— start Exercise input —

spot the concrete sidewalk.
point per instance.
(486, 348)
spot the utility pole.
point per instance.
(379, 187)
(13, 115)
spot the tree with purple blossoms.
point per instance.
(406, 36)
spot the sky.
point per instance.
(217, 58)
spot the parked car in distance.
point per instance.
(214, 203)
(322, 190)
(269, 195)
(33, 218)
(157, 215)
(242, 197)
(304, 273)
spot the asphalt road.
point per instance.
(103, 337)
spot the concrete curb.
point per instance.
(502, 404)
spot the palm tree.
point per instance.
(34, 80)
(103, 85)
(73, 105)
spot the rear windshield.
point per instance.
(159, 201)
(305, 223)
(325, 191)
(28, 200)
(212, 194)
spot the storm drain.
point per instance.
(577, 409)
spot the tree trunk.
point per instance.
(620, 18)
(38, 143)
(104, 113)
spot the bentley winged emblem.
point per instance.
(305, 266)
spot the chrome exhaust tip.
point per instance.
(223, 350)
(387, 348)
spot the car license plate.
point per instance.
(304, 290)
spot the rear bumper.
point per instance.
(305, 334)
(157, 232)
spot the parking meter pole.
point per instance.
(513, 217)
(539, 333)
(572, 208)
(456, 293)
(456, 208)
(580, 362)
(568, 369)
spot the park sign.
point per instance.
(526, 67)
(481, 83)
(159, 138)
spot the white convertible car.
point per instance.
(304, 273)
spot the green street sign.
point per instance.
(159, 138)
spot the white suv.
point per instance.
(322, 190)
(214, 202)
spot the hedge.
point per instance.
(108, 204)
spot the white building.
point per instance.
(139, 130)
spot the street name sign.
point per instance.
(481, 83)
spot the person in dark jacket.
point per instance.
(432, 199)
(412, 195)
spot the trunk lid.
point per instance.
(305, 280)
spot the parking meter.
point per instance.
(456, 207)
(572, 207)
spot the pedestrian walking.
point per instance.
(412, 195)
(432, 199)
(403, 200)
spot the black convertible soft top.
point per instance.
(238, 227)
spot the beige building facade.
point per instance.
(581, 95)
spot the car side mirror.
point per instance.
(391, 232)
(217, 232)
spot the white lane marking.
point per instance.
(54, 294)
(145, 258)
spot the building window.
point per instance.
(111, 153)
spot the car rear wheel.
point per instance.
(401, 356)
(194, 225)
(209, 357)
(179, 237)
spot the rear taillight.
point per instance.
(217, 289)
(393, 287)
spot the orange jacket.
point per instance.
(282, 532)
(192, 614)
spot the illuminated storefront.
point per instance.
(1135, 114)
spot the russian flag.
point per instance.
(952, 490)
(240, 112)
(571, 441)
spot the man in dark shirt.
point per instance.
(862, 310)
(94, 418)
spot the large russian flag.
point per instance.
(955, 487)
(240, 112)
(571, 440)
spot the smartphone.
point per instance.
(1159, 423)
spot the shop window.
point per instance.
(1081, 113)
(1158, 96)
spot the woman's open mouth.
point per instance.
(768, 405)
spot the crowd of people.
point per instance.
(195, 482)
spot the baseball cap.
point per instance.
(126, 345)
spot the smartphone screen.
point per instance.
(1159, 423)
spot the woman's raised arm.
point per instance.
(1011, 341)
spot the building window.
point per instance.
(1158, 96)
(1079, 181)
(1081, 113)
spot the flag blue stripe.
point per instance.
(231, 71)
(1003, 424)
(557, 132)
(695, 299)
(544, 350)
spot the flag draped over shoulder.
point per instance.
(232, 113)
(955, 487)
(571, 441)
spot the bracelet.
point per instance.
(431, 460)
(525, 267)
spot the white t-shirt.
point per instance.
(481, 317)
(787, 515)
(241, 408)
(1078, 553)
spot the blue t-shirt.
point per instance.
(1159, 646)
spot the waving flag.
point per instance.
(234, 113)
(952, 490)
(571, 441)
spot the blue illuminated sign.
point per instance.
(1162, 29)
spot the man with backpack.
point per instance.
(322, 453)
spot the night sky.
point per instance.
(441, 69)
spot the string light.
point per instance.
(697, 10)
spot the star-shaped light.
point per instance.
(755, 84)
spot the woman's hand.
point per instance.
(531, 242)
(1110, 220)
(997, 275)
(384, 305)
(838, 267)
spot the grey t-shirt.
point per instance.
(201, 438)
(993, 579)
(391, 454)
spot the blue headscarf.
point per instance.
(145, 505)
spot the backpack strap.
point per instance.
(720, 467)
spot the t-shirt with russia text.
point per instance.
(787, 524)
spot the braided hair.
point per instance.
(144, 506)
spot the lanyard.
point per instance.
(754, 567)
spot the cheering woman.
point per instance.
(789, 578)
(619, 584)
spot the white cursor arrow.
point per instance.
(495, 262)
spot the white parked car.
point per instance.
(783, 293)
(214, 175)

— end Exercise input —

Restate the whole listing exactly, leaving out nothing.

## Exercise result
spot the concrete sidewalk.
point per instance.
(486, 348)
spot the utility pole.
point per instance.
(379, 187)
(13, 115)
spot the tree with purple blossoms.
point per instance.
(406, 36)
spot the sky.
point per instance.
(217, 58)
spot the parked car in distance.
point per instance.
(214, 203)
(322, 190)
(269, 195)
(33, 218)
(157, 215)
(242, 197)
(304, 273)
spot the asphalt road.
point per instance.
(103, 337)
spot the concrete curb.
point per instance.
(502, 404)
spot the palm tree.
point per instance.
(34, 80)
(103, 85)
(73, 105)
spot the rear windshield.
point per instance.
(159, 201)
(305, 223)
(325, 191)
(28, 200)
(212, 194)
spot the storm drain.
point per instance.
(577, 409)
spot the tree trunk.
point per instance.
(620, 18)
(38, 143)
(104, 113)
spot the bentley winged emblem.
point per instance.
(305, 266)
spot the chrome exhaust tip.
point per instance.
(223, 350)
(387, 348)
spot the car license plate.
point per instance.
(304, 290)
spot the rear bumper.
point per instance.
(305, 334)
(157, 232)
spot the parking meter pole.
point per instance.
(513, 217)
(539, 333)
(572, 208)
(456, 293)
(456, 208)
(580, 362)
(568, 369)
spot the park sign.
point per instance.
(526, 67)
(481, 83)
(159, 138)
spot the white convertible car.
point per instance.
(304, 273)
spot the green street sign.
point per instance.
(159, 138)
spot the white suv.
point per instance.
(322, 190)
(214, 202)
spot the hedge.
point per instance.
(108, 204)
spot the white building.
point per instance.
(139, 130)
spot the street name sign.
point per instance.
(481, 83)
spot the person in dark jacket.
point per instance.
(432, 199)
(412, 195)
spot the trunk lid.
point per instance.
(305, 280)
spot the parking meter.
point per instance.
(456, 207)
(572, 207)
spot the pedestrian walking.
point per instance.
(412, 195)
(432, 199)
(403, 200)
spot the black convertible soft top.
point per instance.
(238, 227)
spot the beige building facade.
point per instance.
(581, 95)
spot the car side mirror.
point per instance.
(391, 232)
(217, 232)
spot the white lane marking.
point per instance.
(54, 294)
(145, 258)
spot the building window.
point per instance.
(111, 153)
spot the car rear wheel.
point per instance.
(401, 356)
(194, 225)
(209, 357)
(179, 237)
spot the rear taillight.
point per instance.
(217, 289)
(393, 287)
spot the orange jacket.
point per instance.
(282, 532)
(192, 614)
spot the illuminated storefront.
point per instance.
(1135, 114)
spot the russian flag.
point per instance.
(952, 490)
(240, 112)
(571, 441)
spot the man in dark shirt.
point per instance.
(862, 310)
(94, 418)
spot the large russian flag.
point per instance.
(955, 487)
(240, 112)
(571, 440)
spot the smartphone.
point per instance.
(1159, 423)
spot the shop window.
point per instance.
(1081, 113)
(1158, 96)
spot the woman's open mouth.
point per instance.
(768, 405)
spot the crowd of people.
point per instance.
(195, 482)
spot the baseball cap.
point per instance.
(126, 345)
spot the smartphone screen.
point per instance.
(1159, 423)
spot the woman's raised arm.
point per instance.
(1011, 341)
spot the building window.
point per instance.
(1158, 96)
(1079, 181)
(1081, 113)
spot the flag blue stripe.
point per instance.
(231, 71)
(1003, 424)
(557, 132)
(695, 299)
(544, 350)
spot the flag draped over shoulder.
point per instance.
(232, 113)
(955, 487)
(571, 441)
spot the bracelet.
point per instance.
(431, 460)
(525, 267)
spot the white t-shirt.
point per instance.
(481, 317)
(787, 515)
(241, 408)
(1078, 553)
spot the blue t-shirt.
point per instance.
(1159, 646)
spot the waving flag.
point per instance.
(234, 113)
(952, 490)
(571, 441)
spot the blue illuminated sign.
point per instance.
(1162, 29)
spot the man with backpack.
point per instance.
(322, 453)
spot the night sky.
point per instance.
(441, 69)
spot the string light.
point per instance.
(697, 10)
spot the star-shaped light.
point per instance.
(755, 84)
spot the woman's hand.
point per instance.
(531, 242)
(1110, 220)
(997, 275)
(384, 305)
(838, 267)
spot the grey t-shirt.
point per instance.
(201, 438)
(993, 579)
(391, 454)
spot the blue headscarf.
point per instance.
(145, 505)
spot the backpack strap.
point per instance.
(720, 467)
spot the t-shirt with russia text.
point per instance.
(787, 524)
spot the braided hair.
point per instance.
(144, 506)
spot the lanyard.
point per instance.
(754, 567)
spot the cheering woman.
point per instance.
(789, 578)
(619, 584)
spot the white cursor arrow.
point per instance.
(495, 262)
spot the white parked car.
point per instance.
(783, 293)
(214, 175)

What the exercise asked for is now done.